◆ Short problem: Can you echo, unchanged and line for line, the part of the entries that opens with the line containing "Trail camera triggered overnight. Can you mark every tower" and closes with the line containing "[0,62,582,398]", including both of those lines?

### Record excerpts

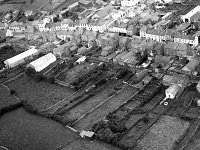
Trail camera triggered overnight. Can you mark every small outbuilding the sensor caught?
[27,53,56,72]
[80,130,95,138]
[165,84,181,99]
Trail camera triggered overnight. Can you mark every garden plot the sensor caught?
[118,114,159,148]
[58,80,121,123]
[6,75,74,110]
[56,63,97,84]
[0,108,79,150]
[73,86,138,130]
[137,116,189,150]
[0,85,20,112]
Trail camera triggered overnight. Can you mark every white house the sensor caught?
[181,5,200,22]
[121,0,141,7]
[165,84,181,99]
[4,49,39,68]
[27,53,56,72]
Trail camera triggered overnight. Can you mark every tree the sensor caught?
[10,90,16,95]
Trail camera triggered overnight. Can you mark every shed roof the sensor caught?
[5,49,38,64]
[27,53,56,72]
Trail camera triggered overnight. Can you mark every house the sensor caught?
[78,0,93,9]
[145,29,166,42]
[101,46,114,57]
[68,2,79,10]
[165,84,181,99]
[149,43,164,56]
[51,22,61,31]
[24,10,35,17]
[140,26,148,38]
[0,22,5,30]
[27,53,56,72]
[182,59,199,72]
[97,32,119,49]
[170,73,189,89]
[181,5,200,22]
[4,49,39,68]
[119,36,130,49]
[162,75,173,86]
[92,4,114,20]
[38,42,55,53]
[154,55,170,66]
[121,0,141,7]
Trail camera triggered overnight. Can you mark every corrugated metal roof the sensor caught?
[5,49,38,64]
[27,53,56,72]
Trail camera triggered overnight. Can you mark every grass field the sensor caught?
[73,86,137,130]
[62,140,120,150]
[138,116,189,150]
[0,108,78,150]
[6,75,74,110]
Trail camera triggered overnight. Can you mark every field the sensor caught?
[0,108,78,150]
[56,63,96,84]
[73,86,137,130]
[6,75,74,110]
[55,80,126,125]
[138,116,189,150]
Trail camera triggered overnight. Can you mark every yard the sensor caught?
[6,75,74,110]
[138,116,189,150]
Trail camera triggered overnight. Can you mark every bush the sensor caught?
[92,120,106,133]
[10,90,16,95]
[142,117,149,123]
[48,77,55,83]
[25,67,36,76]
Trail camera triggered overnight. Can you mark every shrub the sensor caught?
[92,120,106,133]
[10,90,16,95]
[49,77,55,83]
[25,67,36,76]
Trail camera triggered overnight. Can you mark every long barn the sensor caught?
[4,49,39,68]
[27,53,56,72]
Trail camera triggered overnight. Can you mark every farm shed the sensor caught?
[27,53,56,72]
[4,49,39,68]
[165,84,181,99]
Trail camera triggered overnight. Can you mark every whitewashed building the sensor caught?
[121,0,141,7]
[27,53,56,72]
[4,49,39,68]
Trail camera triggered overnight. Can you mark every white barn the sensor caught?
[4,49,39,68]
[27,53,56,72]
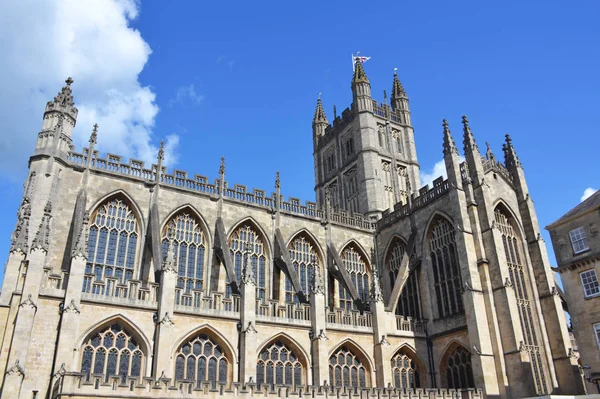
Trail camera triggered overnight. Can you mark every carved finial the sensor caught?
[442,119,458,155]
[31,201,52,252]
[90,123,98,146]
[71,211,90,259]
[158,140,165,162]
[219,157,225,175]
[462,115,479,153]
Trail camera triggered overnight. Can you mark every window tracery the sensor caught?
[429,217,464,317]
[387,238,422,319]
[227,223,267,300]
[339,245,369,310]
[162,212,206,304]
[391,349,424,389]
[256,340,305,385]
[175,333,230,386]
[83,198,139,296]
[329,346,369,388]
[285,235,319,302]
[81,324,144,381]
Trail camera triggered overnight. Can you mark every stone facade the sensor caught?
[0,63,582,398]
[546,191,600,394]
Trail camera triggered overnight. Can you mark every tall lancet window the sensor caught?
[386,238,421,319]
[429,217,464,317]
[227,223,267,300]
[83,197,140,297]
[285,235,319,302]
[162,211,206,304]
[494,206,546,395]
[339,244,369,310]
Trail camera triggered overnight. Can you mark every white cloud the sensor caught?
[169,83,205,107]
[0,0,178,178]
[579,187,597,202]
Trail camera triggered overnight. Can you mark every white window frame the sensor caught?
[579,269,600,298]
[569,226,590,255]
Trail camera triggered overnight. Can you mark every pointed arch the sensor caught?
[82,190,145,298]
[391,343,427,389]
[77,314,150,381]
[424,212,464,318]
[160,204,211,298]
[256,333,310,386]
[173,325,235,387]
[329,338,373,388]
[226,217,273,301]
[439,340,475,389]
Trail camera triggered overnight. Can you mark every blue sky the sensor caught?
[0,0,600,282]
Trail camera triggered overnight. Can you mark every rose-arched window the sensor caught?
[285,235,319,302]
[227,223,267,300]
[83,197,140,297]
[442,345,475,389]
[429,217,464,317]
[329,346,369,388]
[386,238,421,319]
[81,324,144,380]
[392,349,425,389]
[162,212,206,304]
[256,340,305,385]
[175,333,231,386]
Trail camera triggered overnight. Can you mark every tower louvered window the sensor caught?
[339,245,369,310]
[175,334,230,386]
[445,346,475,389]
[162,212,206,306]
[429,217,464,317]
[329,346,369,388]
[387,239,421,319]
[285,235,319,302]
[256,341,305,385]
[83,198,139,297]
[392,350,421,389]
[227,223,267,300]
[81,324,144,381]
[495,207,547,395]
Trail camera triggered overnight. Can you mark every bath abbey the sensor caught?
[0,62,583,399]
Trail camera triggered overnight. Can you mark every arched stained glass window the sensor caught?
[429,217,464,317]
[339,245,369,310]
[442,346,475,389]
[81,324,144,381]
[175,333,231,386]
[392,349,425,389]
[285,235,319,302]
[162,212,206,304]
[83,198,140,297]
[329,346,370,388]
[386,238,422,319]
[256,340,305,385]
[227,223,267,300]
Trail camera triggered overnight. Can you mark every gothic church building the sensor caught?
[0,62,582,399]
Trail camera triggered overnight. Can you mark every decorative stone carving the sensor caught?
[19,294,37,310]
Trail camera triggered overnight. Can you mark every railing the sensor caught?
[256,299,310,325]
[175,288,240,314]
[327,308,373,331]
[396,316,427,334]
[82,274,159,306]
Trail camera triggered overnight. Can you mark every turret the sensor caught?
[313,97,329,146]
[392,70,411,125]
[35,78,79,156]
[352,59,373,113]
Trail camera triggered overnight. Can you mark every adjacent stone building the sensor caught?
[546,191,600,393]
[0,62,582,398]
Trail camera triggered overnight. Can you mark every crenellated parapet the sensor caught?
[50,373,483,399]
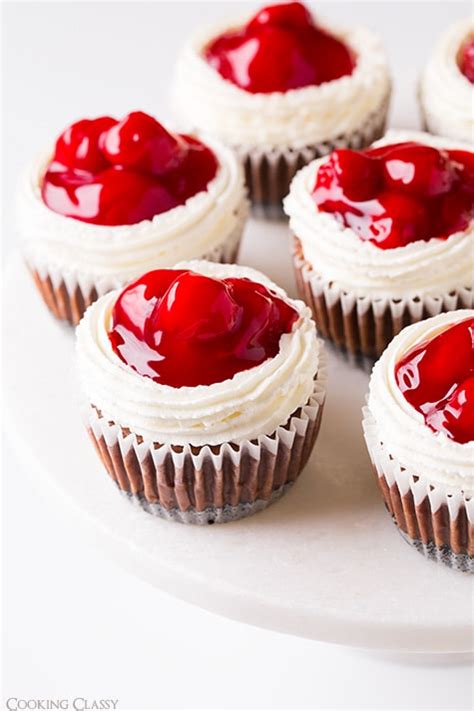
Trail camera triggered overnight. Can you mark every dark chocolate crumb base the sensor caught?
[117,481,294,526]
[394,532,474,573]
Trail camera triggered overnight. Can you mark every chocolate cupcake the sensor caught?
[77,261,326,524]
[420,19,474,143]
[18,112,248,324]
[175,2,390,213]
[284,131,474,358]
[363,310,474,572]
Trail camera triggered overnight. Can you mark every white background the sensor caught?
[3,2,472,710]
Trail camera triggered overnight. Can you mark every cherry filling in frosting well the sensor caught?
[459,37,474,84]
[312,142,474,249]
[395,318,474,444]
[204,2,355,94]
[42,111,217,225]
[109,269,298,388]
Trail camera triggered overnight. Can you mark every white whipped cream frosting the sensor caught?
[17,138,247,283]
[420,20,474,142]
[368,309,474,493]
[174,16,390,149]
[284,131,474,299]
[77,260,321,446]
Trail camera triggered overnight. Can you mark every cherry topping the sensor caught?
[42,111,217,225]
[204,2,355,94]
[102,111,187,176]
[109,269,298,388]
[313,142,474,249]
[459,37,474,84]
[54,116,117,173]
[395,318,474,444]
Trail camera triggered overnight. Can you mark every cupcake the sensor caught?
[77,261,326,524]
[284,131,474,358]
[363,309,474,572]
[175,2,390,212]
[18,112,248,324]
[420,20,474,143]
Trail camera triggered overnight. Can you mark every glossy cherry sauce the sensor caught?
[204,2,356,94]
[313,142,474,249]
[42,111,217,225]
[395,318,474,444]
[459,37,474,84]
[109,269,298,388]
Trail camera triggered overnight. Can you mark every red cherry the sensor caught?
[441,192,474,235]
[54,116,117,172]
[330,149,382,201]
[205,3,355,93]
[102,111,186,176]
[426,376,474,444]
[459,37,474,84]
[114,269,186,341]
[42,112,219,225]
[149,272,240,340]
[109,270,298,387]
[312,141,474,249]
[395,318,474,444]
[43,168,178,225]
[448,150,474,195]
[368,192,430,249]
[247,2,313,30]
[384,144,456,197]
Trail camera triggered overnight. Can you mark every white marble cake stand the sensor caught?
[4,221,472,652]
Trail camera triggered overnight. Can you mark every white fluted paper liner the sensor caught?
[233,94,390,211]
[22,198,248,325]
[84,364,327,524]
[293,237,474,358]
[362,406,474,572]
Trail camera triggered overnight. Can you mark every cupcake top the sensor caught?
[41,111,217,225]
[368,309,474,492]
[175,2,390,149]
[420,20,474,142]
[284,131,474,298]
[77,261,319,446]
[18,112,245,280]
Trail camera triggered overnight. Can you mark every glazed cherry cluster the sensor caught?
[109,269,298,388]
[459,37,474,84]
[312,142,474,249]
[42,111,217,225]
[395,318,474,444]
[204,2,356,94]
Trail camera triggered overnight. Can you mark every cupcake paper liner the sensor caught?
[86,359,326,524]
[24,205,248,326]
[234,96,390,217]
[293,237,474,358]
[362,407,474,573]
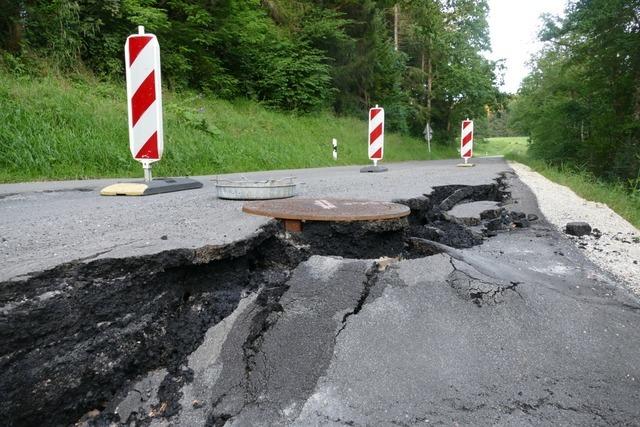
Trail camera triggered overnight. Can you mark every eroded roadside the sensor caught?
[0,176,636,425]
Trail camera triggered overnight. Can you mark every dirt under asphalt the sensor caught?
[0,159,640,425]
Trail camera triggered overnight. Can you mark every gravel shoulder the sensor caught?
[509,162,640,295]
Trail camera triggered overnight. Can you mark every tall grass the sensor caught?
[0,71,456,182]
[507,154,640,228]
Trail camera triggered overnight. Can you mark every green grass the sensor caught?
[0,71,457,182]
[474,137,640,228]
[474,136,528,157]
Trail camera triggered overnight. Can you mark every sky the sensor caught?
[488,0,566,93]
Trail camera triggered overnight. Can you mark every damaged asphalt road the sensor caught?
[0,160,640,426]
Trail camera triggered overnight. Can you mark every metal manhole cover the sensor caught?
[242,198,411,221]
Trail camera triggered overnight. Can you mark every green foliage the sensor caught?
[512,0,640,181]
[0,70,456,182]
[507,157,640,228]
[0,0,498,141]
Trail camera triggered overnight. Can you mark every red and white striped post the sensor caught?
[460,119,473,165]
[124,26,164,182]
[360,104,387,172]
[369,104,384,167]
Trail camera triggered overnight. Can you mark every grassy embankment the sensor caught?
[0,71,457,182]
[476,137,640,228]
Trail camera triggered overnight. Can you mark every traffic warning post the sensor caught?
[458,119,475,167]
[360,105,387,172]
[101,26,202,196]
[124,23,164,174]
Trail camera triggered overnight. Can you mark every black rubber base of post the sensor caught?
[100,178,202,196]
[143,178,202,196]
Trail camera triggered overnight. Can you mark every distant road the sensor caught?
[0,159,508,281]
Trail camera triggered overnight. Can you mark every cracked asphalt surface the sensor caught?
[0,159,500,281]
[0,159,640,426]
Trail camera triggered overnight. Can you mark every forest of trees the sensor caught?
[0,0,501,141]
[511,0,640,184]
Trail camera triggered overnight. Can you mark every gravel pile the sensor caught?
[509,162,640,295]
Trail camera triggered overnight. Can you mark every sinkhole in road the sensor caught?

######

◆ Full response:
Trail camera triggered overnight. Can you mark every tower louvered window the sensor caught?
[339,245,369,310]
[175,334,230,386]
[445,346,475,389]
[162,212,206,306]
[429,217,464,317]
[329,346,369,388]
[387,239,421,319]
[285,235,319,302]
[256,341,305,385]
[83,198,139,297]
[392,350,421,389]
[227,223,267,300]
[81,324,144,381]
[495,207,547,395]
Trail camera triggered overnight. Can you mark every bath abbey the sensor caught?
[0,62,583,399]
Trail camera triggered overnight. Can you mark every arched stained glass window the sensor caught?
[429,217,464,317]
[339,245,369,310]
[442,346,475,389]
[81,324,144,381]
[175,333,231,386]
[392,349,425,389]
[285,235,319,302]
[162,212,206,304]
[83,198,140,297]
[329,346,370,388]
[386,238,422,319]
[256,340,305,385]
[227,223,267,300]
Trail camera triggered overnight. Can you mark every gothic church building the sensor caught?
[0,62,582,399]
Trail camera triggered overnight. Can you mark every decorative stone carving the sensor caught?
[19,294,37,310]
Trail camera triggered overnight. Can you mark every railing the sensor caught?
[256,299,310,325]
[175,288,240,314]
[327,308,373,331]
[396,316,427,334]
[82,274,159,306]
Trail camera triggered overnight. Can you mark every turret the sensor caught?
[313,97,329,146]
[392,70,411,125]
[35,78,79,156]
[352,59,373,113]
Trail camera triggered overnight. Can you mark every adjacent stone building the sensor caught?
[546,191,600,393]
[0,62,582,398]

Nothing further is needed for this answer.